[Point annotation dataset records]
▼
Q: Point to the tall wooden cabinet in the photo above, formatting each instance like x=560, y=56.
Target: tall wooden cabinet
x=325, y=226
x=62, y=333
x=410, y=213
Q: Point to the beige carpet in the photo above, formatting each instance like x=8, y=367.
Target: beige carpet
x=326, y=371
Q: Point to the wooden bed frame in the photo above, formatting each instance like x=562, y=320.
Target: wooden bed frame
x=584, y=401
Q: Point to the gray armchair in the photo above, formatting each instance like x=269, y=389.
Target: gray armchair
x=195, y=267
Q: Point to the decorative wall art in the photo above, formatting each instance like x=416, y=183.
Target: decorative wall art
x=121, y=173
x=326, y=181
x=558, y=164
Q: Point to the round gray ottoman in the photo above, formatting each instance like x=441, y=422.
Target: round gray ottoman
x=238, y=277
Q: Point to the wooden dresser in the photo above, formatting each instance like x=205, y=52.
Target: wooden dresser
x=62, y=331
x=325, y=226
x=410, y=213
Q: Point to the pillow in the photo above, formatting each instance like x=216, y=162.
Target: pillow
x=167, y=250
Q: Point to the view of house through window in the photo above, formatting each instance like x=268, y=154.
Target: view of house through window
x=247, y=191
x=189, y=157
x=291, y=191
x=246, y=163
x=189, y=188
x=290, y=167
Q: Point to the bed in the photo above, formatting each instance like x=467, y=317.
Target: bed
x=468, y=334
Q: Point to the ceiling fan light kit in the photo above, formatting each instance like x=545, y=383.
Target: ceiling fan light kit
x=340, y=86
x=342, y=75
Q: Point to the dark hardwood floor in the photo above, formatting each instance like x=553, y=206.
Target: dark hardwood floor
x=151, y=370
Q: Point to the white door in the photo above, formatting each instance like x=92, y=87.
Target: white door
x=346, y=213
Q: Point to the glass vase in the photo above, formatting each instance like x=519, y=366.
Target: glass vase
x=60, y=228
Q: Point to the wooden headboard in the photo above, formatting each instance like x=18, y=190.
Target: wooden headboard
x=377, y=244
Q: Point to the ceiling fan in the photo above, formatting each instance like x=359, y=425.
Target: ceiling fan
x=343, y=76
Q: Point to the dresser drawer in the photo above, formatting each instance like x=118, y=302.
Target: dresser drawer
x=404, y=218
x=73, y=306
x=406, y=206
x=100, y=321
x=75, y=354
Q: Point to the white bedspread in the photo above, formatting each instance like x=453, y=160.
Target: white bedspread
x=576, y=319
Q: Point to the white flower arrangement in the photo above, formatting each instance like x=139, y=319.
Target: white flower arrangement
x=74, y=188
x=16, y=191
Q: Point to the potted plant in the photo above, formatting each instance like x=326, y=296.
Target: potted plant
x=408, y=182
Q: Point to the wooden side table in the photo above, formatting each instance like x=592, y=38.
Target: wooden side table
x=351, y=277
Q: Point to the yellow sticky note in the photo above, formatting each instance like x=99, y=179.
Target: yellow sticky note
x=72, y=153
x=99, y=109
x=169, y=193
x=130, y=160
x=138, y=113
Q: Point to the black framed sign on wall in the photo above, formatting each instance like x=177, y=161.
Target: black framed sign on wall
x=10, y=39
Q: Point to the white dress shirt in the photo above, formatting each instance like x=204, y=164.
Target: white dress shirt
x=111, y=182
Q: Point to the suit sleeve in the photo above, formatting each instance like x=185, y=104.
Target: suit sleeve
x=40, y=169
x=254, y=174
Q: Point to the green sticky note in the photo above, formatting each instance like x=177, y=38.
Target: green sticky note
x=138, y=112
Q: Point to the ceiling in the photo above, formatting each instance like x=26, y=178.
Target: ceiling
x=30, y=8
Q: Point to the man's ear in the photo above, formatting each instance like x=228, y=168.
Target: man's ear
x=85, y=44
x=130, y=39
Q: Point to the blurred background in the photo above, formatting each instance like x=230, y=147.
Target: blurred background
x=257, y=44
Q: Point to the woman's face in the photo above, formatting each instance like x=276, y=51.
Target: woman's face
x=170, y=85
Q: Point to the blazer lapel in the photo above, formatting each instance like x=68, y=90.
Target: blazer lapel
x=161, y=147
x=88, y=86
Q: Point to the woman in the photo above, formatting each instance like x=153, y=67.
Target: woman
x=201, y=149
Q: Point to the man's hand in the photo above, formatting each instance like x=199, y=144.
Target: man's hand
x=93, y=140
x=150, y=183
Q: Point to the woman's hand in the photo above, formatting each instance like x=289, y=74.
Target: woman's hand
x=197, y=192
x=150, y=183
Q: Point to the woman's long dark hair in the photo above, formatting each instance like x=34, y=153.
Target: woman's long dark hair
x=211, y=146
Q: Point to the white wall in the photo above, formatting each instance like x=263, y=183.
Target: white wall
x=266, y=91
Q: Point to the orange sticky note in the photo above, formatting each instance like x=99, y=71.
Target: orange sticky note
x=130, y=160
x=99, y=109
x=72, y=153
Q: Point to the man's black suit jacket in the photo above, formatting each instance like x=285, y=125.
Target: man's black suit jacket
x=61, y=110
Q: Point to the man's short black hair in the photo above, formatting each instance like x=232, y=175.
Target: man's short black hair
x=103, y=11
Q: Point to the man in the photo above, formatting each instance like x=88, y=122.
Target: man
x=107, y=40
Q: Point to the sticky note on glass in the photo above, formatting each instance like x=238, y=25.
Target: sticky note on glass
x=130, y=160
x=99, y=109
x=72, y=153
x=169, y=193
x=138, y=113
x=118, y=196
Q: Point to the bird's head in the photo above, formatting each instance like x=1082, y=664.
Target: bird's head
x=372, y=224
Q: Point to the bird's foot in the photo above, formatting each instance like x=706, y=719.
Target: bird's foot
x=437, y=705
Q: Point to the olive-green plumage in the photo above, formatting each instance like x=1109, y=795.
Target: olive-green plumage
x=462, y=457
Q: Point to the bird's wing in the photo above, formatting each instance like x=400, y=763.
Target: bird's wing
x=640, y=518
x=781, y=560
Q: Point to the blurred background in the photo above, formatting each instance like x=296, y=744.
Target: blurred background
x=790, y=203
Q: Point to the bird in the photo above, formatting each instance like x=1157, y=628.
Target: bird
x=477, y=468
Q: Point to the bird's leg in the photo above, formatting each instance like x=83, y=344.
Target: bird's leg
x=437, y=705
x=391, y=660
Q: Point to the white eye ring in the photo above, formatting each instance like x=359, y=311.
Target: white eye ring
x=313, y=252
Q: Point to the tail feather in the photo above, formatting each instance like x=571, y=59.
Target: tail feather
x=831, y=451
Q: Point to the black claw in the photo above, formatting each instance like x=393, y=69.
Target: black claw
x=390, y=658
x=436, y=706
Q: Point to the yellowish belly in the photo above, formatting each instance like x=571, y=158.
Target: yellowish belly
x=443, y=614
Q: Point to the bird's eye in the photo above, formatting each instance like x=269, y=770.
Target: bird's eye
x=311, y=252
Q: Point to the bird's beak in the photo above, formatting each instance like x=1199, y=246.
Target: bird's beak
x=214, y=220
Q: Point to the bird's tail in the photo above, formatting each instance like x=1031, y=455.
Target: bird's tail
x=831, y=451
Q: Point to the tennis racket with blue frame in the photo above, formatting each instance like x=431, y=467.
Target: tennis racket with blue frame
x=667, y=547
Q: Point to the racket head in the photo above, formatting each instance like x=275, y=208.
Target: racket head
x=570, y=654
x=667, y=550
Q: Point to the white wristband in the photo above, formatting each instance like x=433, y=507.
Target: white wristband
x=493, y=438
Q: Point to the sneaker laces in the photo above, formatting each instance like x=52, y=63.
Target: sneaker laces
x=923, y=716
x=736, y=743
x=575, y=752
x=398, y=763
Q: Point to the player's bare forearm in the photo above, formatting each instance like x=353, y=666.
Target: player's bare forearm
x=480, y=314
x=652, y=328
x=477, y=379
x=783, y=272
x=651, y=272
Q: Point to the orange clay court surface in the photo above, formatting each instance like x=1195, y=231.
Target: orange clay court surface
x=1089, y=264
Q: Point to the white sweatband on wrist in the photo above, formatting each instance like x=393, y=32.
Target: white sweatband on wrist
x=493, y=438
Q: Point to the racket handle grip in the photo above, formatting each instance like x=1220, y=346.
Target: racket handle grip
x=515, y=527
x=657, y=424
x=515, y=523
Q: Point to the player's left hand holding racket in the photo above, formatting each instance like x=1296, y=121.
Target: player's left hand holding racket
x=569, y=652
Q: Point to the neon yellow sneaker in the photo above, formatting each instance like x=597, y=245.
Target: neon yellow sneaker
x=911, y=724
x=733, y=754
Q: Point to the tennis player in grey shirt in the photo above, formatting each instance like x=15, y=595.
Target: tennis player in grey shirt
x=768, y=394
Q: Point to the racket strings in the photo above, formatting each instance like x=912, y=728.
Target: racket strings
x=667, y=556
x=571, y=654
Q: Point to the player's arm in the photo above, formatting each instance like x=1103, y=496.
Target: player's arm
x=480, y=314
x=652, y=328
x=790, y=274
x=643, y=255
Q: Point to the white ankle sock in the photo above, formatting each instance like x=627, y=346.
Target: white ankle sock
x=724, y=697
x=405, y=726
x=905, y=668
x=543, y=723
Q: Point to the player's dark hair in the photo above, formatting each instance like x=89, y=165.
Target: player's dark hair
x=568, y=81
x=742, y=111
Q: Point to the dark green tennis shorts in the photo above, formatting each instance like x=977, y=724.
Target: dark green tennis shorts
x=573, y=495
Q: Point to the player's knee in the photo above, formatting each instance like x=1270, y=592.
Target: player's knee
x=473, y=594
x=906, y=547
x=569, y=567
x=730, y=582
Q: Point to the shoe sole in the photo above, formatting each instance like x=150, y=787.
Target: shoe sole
▲
* Work instructions
Reproduce the data above verbatim, from its first line through the line containing "x=584, y=401", both ends included.

* Response to the task
Q: Point to the tall wooden cabinet in the photo above, formatting each instance like x=560, y=56.
Target: tall wooden cabinet
x=325, y=226
x=62, y=333
x=410, y=213
Q: Point to the beige carpet in the photo above, formatting each instance like x=8, y=367.
Target: beige carpet
x=326, y=371
Q: Point to the wooden bed frame in the photo above, formatting each instance like x=562, y=320.
Target: wooden bed frame
x=584, y=401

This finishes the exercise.